PROBLEM DESCRIPTION ▸
Repeat the material exactly, leaving nothing out.

SUPPLIED DATA ▸
###
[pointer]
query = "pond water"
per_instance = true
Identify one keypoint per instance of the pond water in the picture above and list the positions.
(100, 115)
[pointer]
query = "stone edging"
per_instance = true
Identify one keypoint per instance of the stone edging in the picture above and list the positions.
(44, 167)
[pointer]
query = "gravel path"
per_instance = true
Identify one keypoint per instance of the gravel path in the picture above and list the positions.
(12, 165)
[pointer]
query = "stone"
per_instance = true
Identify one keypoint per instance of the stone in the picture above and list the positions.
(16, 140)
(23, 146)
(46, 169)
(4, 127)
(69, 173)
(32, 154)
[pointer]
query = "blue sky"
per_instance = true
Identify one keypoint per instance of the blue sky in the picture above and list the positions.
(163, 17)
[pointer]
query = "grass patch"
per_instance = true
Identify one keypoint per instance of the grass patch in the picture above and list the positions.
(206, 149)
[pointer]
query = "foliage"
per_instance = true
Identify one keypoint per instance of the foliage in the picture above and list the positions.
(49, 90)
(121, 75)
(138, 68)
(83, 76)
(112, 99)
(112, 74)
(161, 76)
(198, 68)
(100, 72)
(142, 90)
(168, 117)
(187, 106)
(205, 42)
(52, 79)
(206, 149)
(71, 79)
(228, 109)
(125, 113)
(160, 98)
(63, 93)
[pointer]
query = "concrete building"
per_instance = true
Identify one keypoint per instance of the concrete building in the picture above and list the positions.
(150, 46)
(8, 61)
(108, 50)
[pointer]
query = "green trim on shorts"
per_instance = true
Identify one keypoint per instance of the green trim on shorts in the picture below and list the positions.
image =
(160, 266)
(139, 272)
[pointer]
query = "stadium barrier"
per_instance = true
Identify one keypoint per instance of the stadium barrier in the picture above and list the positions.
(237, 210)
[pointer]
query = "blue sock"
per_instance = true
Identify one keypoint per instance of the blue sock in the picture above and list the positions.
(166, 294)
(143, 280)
###
SOLUTION ▸
[pointer]
query = "pond water"
per_instance = true
Identify one keypoint per instance of the pond water in the picture above and list the positions.
(100, 115)
[pointer]
query = "stone edging"
per_instance = true
Identify one keypoint per instance of the stone edging in the picture above and list the positions.
(44, 167)
[pointer]
query = "gravel path"
per_instance = true
Identify one keypoint per instance of the gravel path in the picture above and list the positions.
(12, 165)
[pointer]
query = "stone"
per_instance = true
Identify one keypoint per instance of the stone in the picture above and list the positions.
(16, 140)
(23, 146)
(46, 169)
(4, 127)
(69, 173)
(32, 154)
[pointer]
query = "blue sky"
per_instance = true
Identify one keypoint per instance of the blue sky in the picture above and list the positions.
(163, 17)
[pointer]
query = "grass patch"
per_instance = true
Identify one keypoint per instance of the grass patch in the picture above and list the positions.
(206, 149)
[pointer]
query = "foliage"
per_instance = true
Identify one keypoint per instance of the foliage in the picture above and list the positions.
(49, 90)
(121, 75)
(138, 68)
(83, 76)
(112, 99)
(112, 74)
(161, 76)
(198, 68)
(100, 72)
(142, 90)
(168, 117)
(187, 106)
(205, 42)
(52, 79)
(206, 149)
(71, 79)
(228, 109)
(125, 113)
(160, 98)
(63, 93)
[pointer]
query = "concrete building"
per_instance = true
Identify one keypoint per instance of the concrete building in the picture above and list the positions.
(150, 46)
(8, 61)
(108, 50)
[pointer]
query = "green trim on shorts"
per_instance = true
Identify one keypoint per instance of the green trim on shorts in the picture below and list the positions.
image =
(160, 266)
(139, 272)
[pointer]
query = "stadium barrier"
per_instance = true
Identify one keypoint per instance of the stadium barrier in the picture above and list the positions.
(237, 210)
[pointer]
query = "blue sock"
per_instance = true
Identify one keypoint per instance of the blue sock in the picture above and list the positions.
(166, 294)
(143, 280)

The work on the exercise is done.